■ **TEXT FOR ANALYSIS**
Publication:

Nelson, Michael F., and Neil O. Anderson. “How Many Marker Loci Are Necessary? Analysis of Dominant Marker Data Sets Using Two Popular Population Genetic Algorithms.” Ecology and Evolution 3, no. 10 (September 1, 2013): 3455–70. https://doi.org/10.1002/ece3.725.

Background

This was my first ever publication! And it’s now my most cited.

My adviser, Neil Anderson, was a great source of encouragement for this work and I’m grateful to have been able to work with him on it.

I was working on my dissertation research when I undertook this project working on the population genetics of the invasive wetland plant Reed Canarygrass. I was busy extracting DNA and working with Inter Simple Sequence Repeats to try to elucidate the patterns among individual genotypes and populations.

Feeling discouraged and doubtful about my methods, I decided to use simulation to examine the validity of my sampling and the ability of my methods to detect patterns.

This was my first foray into simulation modeling, and I used concepts that I first learned about in Peter Tiffin’s molecular ecology course at the University of Minnesota.

Modeling

Inter Simple Sequence Repeats (ISSRs) are a kind of ‘neutral’ genetic marker. They are neutral in the sense that they don’t code for any genes and are therefore not subject to natural selection. This allows their sequences to vary without deleterious effects on the organism. Molecular ecologists can take advantage of molecular markers to examine patterns of similarity between individuals and make inferences about migration and the relationships between populations.

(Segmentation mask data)
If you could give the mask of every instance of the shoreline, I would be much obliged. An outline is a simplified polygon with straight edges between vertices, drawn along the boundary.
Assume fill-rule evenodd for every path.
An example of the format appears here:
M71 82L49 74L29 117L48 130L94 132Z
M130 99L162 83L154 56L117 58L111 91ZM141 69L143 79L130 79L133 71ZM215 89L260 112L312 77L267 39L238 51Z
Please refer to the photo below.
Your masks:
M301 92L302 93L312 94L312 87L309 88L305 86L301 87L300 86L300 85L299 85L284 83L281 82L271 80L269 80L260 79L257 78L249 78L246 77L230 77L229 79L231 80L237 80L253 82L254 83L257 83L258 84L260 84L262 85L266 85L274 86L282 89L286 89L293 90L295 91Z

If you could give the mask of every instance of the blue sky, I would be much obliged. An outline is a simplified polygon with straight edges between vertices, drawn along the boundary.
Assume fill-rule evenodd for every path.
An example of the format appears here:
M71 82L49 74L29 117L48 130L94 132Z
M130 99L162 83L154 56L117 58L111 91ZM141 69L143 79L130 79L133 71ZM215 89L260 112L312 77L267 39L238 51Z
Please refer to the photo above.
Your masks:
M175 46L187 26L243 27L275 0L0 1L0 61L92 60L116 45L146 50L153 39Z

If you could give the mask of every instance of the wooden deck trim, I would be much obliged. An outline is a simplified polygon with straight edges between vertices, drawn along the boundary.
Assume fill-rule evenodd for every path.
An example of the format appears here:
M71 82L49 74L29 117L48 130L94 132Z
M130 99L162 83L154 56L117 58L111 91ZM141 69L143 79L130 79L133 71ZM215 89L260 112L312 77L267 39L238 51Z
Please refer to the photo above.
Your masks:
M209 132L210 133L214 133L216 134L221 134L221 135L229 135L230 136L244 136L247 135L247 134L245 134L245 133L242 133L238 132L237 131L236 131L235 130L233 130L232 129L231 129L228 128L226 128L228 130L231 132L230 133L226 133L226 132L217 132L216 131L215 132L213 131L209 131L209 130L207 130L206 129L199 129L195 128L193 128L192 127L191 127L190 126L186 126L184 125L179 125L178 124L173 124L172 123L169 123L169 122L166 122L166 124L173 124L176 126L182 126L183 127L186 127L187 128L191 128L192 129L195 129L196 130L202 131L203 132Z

■ **TASK BRIEF**
Write out everything in the text about the marker-loci publication from "This was my first ever" down to "with him on it.", putting "support" in place of "encouragement".

■ **RESULT**
This was my first ever publication! And it’s now my most cited.

My adviser, Neil Anderson, was a great source of support for this work and I’m grateful to have been able to work with him on it.